EXERCISES TO COMPLETE:
1. In the newsletter below about Bitcoin's falling price, rewrite the paragraph that begins "It has been a bad week for Bitcoin" as a short bulleted list that keeps its main figures.
2. Using the newsletter below about Bitcoin's falling price, say whether each statement agrees with it. Answer yes or no, and quote the words that decide it.
(a) Investments tend to rise together.
(b) Bitcoin bounced back strongly after testing support.
(c) The writer says it is not irrational for all prices to fall together.
3. Write a continuation of the newsletter below about Bitcoin's falling price, picking up right after its last sentence.

PASSAGE SHOWN:
Evergrande ruins it for everyone
Why Bitcoin is falling and why Snoop Dogg is a crypto influencer now.
In this issue:
Evergrande ruins it for everyone
Probably don’t steal from the breakroom (Not financial advice)
The subtle politics of EIP-1559
Evergrande ruins it for everyone
It has been a bad week for Bitcoin. On Sunday the price slipped from ~$47k/BTC and crashed as low as ~$40.5k/BTC (~14% drop). It has twice tested support at ~$40k/BTC and rebounded, albeit weakly. At time of writing it is ~$43k/BTC.
Generally price drops are easier to explain than price rises, because investments rise individually but they tend to all fall together. As the saying goes, in a crisis all correlations go to 1. Fear is contagious! That’s not irrational by the way - all prices falling is equivalent to saying the value of money has gone up. It makes sense that in a time of crisis lots of people would want to buy dollars. Dollars are useful in a crisis.

DATA RECORDS:
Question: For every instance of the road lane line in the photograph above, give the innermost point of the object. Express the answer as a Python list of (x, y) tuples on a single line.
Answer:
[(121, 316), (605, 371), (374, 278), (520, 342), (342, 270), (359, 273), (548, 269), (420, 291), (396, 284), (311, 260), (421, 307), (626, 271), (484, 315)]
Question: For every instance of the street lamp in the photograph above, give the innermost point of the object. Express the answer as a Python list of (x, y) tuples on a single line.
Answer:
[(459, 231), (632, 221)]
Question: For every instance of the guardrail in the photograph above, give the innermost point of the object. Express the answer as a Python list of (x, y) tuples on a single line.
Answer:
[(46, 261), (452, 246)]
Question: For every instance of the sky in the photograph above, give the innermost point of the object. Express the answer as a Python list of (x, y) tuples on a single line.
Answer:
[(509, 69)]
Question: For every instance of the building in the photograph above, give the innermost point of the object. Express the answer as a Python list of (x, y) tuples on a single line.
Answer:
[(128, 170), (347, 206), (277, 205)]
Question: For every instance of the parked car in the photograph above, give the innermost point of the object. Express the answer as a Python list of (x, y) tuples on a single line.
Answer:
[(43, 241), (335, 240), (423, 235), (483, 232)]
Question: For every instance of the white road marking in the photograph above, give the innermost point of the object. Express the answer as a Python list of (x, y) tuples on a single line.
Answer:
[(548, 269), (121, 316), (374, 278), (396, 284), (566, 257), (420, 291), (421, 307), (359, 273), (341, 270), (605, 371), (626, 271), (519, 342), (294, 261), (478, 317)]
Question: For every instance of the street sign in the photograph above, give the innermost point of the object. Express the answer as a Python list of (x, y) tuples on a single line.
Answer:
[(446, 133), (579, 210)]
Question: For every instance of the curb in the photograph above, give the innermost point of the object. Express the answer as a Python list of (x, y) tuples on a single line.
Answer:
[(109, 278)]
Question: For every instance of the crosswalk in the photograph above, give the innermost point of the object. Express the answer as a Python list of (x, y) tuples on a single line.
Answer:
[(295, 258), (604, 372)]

THE REPLIES:
1.
- Bitcoin had a bad week.
- On Sunday its price slipped from about $47k and fell as low as about $40.5k, a drop of about 14%.
- It tested support near $40k twice and bounced back both times, though weakly.
- At the time of writing it was about $43k.

2.
(a) No: "investments rise individually but they tend to all fall together"
(b) No: "rebounded, albeit weakly"
(c) Yes: "That’s not irrational by the way"

3.
The crisis that everyone is worried about is the collapse of Chinese property developer Evergrande, who has apparently accumulated ~$300B worth of debt and are about to run out of money. Or more realistically they long ago ran out of money and everyone kind of already knows that and what’s really happening is that everyone is getting ready to admit it.
The fear with Evergrande is two-fold. First, Evergrande owes so much to so many different groups that it’s collapse could start a chain reaction akin to the collapse of Lehman Brothers in America in 2008. More insidiously, there is no particular reason to believe that Evergrande is an outlier. Many or even most companies in Chinese property development may be similarly fragile.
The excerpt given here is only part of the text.